==== EXERCISE DATA

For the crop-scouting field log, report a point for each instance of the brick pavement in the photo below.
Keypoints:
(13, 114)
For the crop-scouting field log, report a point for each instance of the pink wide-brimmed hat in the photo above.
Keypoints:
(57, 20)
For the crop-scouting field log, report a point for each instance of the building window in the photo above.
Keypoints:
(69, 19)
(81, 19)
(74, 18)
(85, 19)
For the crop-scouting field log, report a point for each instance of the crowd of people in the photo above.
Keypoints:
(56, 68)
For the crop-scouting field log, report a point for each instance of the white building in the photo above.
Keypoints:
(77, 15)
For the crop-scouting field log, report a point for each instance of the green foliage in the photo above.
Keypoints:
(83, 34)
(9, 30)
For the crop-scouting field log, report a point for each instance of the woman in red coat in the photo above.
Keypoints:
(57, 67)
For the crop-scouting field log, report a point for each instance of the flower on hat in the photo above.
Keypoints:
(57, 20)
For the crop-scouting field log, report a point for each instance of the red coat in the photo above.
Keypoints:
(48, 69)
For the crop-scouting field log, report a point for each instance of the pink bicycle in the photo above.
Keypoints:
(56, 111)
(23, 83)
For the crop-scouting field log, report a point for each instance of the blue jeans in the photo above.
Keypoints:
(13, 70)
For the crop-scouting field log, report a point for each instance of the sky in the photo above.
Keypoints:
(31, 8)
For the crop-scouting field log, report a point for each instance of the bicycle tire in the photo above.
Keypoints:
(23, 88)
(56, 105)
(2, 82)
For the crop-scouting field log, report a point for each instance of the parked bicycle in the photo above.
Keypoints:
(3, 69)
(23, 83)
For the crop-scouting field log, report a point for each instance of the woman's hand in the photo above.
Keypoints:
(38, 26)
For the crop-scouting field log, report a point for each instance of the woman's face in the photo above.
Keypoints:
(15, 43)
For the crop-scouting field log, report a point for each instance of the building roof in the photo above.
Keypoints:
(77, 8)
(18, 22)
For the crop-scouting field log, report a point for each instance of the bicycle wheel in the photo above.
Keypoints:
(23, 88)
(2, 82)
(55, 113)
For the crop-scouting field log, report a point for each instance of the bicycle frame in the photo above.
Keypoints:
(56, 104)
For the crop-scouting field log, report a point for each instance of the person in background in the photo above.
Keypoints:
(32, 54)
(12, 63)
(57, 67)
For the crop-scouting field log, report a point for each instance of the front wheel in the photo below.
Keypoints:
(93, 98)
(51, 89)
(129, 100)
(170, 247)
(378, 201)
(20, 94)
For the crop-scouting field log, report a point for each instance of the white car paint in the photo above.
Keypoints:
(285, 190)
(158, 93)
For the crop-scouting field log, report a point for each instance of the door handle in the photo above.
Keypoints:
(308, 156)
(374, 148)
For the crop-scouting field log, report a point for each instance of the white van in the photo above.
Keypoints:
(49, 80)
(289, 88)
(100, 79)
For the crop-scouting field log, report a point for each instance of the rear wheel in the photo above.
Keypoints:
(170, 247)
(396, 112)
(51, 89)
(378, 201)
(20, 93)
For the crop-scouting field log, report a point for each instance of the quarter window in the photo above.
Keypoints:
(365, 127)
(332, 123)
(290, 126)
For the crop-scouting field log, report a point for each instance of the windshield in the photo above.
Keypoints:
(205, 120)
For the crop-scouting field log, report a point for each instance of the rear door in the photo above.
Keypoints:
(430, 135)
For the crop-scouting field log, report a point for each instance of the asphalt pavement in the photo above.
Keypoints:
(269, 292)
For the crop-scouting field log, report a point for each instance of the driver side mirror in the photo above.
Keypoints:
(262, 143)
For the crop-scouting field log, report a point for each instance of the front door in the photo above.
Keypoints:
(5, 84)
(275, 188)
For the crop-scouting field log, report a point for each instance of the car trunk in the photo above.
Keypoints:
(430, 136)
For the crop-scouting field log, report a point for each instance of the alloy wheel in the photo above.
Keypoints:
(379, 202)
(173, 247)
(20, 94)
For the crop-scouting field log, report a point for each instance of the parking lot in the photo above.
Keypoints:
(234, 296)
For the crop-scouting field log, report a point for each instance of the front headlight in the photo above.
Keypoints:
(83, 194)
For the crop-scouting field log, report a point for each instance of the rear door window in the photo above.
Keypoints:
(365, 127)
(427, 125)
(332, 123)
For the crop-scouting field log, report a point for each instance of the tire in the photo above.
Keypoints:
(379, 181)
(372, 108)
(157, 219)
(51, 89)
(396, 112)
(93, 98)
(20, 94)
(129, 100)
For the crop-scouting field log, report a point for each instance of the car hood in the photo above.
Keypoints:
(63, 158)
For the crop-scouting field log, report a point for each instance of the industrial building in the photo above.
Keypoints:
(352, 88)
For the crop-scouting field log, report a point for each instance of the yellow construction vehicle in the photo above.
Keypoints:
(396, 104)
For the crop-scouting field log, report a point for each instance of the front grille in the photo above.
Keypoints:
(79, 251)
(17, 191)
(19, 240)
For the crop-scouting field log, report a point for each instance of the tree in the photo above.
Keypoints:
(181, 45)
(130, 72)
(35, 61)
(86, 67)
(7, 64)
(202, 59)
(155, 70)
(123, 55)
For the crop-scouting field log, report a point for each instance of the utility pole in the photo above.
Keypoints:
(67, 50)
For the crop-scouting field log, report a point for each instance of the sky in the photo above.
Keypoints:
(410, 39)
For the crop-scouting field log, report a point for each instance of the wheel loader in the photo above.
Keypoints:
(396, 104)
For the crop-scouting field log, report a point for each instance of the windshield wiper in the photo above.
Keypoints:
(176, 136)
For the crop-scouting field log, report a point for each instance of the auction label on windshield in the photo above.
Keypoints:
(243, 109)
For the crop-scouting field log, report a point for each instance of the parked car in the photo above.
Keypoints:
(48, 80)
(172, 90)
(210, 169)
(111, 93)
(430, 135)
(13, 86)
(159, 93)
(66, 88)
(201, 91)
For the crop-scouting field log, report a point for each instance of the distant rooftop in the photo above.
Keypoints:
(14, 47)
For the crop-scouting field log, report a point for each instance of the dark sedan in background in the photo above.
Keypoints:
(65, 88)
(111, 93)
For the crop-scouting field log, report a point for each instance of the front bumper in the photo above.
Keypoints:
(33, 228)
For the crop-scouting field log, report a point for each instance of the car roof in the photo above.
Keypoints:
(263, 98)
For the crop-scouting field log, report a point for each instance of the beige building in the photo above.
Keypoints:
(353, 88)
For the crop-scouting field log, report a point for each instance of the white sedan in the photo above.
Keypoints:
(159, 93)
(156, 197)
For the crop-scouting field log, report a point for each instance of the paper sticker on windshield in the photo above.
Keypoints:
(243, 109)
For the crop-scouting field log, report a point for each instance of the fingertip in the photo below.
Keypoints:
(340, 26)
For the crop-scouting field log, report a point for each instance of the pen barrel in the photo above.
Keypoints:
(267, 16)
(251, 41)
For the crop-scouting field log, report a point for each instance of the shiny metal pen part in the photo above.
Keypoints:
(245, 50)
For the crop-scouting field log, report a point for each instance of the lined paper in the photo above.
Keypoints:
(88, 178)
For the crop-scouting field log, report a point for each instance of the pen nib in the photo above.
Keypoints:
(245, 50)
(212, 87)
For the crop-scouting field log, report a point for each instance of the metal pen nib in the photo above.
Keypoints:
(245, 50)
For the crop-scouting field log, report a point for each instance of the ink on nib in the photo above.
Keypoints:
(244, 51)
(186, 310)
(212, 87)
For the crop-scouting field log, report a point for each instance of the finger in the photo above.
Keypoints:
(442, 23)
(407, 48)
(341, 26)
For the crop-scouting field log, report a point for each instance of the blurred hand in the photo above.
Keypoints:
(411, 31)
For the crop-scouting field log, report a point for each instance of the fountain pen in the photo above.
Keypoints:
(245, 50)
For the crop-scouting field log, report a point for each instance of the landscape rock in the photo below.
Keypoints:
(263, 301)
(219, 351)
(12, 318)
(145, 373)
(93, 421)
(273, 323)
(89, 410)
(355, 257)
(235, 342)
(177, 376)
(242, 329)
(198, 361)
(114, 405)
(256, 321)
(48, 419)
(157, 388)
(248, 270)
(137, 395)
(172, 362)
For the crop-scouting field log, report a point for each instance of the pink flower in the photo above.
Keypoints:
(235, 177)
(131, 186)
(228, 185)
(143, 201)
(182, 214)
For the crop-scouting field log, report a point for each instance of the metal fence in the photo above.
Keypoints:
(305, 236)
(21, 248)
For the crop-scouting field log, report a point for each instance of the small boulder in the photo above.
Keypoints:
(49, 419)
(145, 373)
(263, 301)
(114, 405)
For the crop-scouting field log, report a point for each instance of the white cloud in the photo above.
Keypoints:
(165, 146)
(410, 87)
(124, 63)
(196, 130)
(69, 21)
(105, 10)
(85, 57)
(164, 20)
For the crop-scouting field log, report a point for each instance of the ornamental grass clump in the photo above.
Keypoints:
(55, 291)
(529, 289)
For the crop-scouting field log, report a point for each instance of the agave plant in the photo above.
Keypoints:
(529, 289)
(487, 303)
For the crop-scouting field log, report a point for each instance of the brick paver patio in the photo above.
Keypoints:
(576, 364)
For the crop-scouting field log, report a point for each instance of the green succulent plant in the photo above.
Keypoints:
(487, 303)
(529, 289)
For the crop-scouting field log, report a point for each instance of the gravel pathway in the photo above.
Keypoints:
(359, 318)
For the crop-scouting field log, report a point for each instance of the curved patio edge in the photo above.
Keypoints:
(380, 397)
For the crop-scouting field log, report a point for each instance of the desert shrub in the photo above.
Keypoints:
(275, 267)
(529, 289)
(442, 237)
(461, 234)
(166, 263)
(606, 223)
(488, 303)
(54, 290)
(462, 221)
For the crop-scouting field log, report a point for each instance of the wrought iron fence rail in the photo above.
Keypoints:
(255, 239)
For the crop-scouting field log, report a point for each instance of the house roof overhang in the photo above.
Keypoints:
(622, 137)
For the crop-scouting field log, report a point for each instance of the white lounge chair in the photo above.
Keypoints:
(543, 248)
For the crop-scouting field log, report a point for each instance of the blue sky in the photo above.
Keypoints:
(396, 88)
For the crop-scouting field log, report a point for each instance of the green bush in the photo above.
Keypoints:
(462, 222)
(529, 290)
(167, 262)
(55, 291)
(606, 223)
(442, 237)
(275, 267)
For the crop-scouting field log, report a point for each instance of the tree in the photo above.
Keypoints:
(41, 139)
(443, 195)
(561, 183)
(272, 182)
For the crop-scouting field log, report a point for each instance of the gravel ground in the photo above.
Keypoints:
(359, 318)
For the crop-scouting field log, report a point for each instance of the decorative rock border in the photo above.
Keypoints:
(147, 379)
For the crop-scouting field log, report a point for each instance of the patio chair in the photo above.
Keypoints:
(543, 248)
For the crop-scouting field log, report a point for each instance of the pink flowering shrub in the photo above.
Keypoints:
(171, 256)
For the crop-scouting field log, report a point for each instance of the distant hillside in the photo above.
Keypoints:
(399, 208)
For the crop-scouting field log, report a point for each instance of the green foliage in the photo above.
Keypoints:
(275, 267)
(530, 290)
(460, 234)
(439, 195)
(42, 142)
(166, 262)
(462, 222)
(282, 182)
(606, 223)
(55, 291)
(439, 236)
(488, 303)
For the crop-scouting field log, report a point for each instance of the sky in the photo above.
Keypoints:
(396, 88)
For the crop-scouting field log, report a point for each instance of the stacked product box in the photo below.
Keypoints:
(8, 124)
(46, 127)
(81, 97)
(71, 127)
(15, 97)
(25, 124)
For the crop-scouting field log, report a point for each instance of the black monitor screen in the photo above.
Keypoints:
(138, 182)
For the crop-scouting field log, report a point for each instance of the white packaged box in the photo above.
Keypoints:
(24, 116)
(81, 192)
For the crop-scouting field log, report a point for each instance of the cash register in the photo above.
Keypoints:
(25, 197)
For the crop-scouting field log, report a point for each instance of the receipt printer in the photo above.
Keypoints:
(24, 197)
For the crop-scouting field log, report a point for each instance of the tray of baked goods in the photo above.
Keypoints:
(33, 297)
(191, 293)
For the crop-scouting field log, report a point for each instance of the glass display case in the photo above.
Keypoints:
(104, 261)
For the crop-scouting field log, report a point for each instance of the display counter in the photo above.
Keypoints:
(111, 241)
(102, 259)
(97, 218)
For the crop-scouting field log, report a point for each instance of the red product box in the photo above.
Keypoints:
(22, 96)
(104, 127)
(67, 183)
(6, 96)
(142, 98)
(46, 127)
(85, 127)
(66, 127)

========

> WORK INSTRUCTIONS:
If a line in the entries includes the word "chair", copy that line out.

> FINAL ANSWER:
For the crop-scouting field log, report a point for each instance of the white lounge chair in the photo above.
For the crop-scouting field log, report a point for each instance of the patio chair in the photo above.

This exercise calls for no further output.